Passage shown start
Tuesday, January 14, 2014

Tuesday, January 14, 2014 Zeb’s Vue


General Information and Analysis


 

US


Comment for 1/14/2014
Measure
Indicator
Ranking
Weekly RSI
WeeklyRSI
66.2
Neutral/fall
Long Term MVA (200 day MVA)
200 MVA
8.33%
Bull
5 Day Slope of 55 day MVA
Slope55MA
0.42%
Neutral
Intermediate Trend (Using ADX)
ADX(14)
18.86
Neutral/Chop
Short Term Trend (Daily RSI 3)
RSI(3)
79.69
OverB
Relative Volatility ATR vs. 1Stdev
ATR(90)
0.60%
Calm
VIX - MACD 10/30 (slope down)
MACD
0.010
Neutral/Bear

 

Comment:

Long Term price movement is still bullish, even with yesterday's triple digit losses.  Short term, the market is becoming more volatile as it does when fear enters the market.  The storm may be upon us.   The market was up overnight.

When long term the market is still in a bull, and we have a large range day as we had, then today could be another down day if price moves below yesterday's low (1809.50 on ES Mini, 16240.6 on DOW)

Overnight trading in Europe and in Stock market futures is inconclusive.  This could very well be a choppy day

 

The table above is a rating for intermediate and long term trend in the S&P500.  I used the S&P 500 as the indicator for the USA stock market.  For day traders: You may find it useful to trade in the direction of the trend.  However, looking at any daily chart over lots of years, the trading direction for the day is pretty random.
Passage shown end
Recorded information start
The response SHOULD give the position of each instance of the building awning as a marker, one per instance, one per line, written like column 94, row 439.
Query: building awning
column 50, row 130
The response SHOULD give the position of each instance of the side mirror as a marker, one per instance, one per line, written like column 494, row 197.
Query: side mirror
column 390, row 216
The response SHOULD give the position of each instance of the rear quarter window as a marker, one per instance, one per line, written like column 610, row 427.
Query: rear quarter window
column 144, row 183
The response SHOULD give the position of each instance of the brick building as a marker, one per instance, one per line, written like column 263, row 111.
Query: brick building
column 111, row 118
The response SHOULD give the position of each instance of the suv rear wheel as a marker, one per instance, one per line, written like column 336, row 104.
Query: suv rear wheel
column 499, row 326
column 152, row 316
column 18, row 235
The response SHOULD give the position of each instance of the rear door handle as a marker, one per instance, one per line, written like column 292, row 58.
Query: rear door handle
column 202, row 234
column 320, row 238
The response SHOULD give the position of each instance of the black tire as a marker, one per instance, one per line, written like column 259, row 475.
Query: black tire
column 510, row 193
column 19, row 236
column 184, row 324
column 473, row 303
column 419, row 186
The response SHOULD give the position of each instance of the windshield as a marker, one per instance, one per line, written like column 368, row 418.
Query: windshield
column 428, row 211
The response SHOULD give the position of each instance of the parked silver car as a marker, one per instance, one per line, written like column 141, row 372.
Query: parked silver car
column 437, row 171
Recorded information end
What needs to be done
Translate this sentence from the market commentary into Spanish: "Short term, the market is becoming more volatile as it does when fear enters the market."

Answer for this exercise
A corto plazo, el mercado se está volviendo más volátil, como sucede cuando el miedo entra en el mercado.